* **What is needed**:
Please continue the text about coach Greg Neeley and the 2-1-2 pressure zone defense, picking up after its final sentence. The rows that follow it are not part of that text.
---------- Text for analysis ----------
In this week’s basketball coaching conversation, Piedmont University head coach Greg Neeley shares insights on the 2-1-2 zone and the power of an adaptable defense.
Greg Neeley finished his 10th season as the Head Men’s Basketball Coach at Piedmont University. Six of those ten seasons have seen the Lions finish .500 or better making him the winningest coach in Piedmont men’s basketball history.
Before coming to Piedmont, Neeley spent one season as the head coach at Warren Wilson College where he led the Owls to their first ever USCAA National Championship. The season also marked the Owls’ first ever USCAA tournament appearance as Neeley led the team on a 12-game winning streak to finish the season. This team is currently recognized as a Team of Excellence in the Warren Wilson College Athletic Hall of Fame.
Neeley’s first head coaching job was at Ancilla College where he led the Chargers to a four win improvement in year one and an additional five win improvement in year two. Before making the jump to the head coaching ranks, Neeley was an assistant coach at Piedmont working under then-Head Coach Lee Glenn for three of the team’s most successful seasons in the school’s NCAA era to that point.
In the coaching community, Neeley has served as the USA South Men’s Basketball Coaches’ Chair and the Collegiate Conference of the South Men’s Basketball Coaches’ Chair. He also has been on the NCAA D-III Men’s Basketball South Region Advisory Committee and was selected to the 2018 NCAA Men’s Basketball Coaches’ Academy as one of 30 NCAA men’s basketball coaches chosen to participate in the inaugural class.
Greg Neeley is also the creator of the immersionvideos.com product Unlock the Power of An Adaptable Defense: The 2-1-2 Pressure Zone Defense Mastery Series available at basketballzonedefense.com
Forget Traditional Zone Defense: The 2-1-2 pressure zone defense zone defense is unique, fun to play, and easy to install. Traditional zone offenses struggle against the 2-1-2 pressure zone defense since its principles are unlike other zones. The 2-1-2 pressure zone defense easily transfers to special situations such as full court pressing, half court trapping, and out of bounds defense.
---------- Recorded information ----------
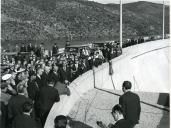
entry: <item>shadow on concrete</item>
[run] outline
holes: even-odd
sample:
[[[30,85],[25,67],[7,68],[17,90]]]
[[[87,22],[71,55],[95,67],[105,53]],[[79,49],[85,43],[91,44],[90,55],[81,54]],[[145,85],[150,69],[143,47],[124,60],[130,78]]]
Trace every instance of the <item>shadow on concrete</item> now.
[[[168,93],[160,93],[157,104],[162,105],[162,106],[164,106],[164,108],[168,109],[168,107],[170,107],[169,94]],[[162,116],[157,128],[170,128],[170,112],[163,111],[163,116]]]
[[[157,128],[170,128],[170,112],[163,111],[163,116]]]

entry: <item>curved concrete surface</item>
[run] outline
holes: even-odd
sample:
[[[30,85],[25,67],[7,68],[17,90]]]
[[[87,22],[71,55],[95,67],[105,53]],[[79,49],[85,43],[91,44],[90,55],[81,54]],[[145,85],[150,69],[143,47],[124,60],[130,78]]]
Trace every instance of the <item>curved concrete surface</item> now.
[[[109,75],[108,63],[88,71],[69,86],[71,95],[61,96],[47,117],[45,128],[54,127],[57,115],[68,115],[83,94],[94,88],[121,90],[124,80],[130,80],[133,91],[169,92],[169,40],[152,41],[123,49],[123,54],[112,60],[114,73]],[[95,74],[95,75],[93,75]],[[94,81],[95,78],[95,81]]]

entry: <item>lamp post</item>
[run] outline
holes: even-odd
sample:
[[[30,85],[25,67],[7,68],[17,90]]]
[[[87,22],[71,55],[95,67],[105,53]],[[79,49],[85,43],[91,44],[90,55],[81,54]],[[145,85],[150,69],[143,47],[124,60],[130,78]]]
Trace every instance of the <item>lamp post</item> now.
[[[165,5],[164,5],[164,0],[163,0],[163,39],[164,39],[164,26],[165,26]]]
[[[122,0],[120,0],[120,47],[122,48]]]

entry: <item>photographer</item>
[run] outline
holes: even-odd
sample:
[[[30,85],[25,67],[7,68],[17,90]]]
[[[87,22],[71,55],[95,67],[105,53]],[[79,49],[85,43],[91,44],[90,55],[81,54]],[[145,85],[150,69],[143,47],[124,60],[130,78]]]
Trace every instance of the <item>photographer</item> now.
[[[132,128],[130,123],[124,119],[123,110],[119,104],[113,107],[111,114],[116,121],[115,124],[106,126],[101,121],[97,121],[97,125],[101,128]]]

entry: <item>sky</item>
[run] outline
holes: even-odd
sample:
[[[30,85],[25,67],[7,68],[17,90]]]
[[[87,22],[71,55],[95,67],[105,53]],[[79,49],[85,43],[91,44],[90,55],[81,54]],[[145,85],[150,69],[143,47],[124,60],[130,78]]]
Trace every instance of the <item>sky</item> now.
[[[108,4],[108,3],[115,3],[119,4],[120,0],[89,0],[89,1],[95,1],[98,3]],[[137,2],[137,1],[149,1],[153,3],[163,3],[163,0],[122,0],[122,3],[131,3],[131,2]],[[169,0],[165,0],[165,3],[169,5]]]

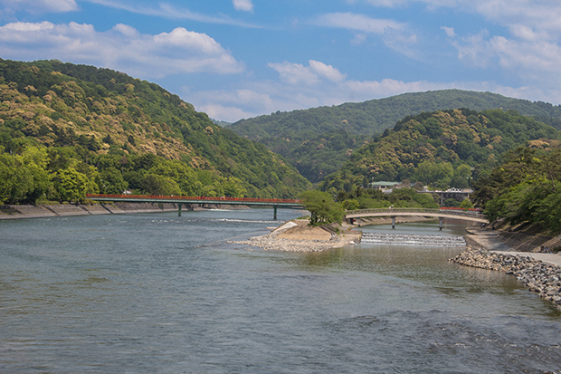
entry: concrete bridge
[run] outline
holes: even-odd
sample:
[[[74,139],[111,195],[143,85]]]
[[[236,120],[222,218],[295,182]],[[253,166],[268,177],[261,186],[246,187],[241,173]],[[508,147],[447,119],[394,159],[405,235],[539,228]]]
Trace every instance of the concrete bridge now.
[[[271,206],[273,219],[277,219],[277,209],[303,209],[300,200],[287,198],[252,198],[252,197],[175,197],[154,195],[96,195],[87,194],[86,198],[93,201],[127,202],[127,203],[172,203],[177,204],[178,215],[184,204],[220,204],[226,206]]]
[[[352,222],[353,218],[389,216],[392,218],[392,228],[395,228],[396,216],[424,216],[434,217],[440,220],[440,228],[442,229],[442,219],[462,219],[464,221],[489,224],[489,221],[477,210],[456,209],[425,209],[415,207],[391,207],[387,209],[358,209],[348,210],[345,219]]]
----------
* **Answer space**:
Greg Neeley Quotes:
“Through trial and error, through practice, through just having some individual players use their own instincts, we kind of morphed this into our 2-1-2 pressure zone defense. And it’s been super-effective for us. The stats have embodied that and we’re very pleased with how it’s been for our program.”
“For us, it [the 2-1-2 pressure zone defense] has allowed us to spend much more time on offense in practice, which I know our players like more and we’ve become a better shooting offensive team because of that. The adaptable part was big for us and it’s proven effective.”
“It’s not hard. It’s just different. Like at the guard position, for example. The rotations and the movements are just different than what they’ve done in the past, but it’s not hard to comprehend. Our guys have . . built up these basketball habits their whole life, and so now we’re asking them to do those habits just a little bit differently and that’s what makes the zone really effective. It’s just repetition and using constraints and playing live and figuring it out.”
“We were a pack-line defensive team. We didn’t turn anybody over, but we were really good in the gap. We walled up, we were solid, but we went from that to the zone and we led the league in turnovers. We were aggressive, we were much more fun to watch . . and I think it has helped us in recruiting.”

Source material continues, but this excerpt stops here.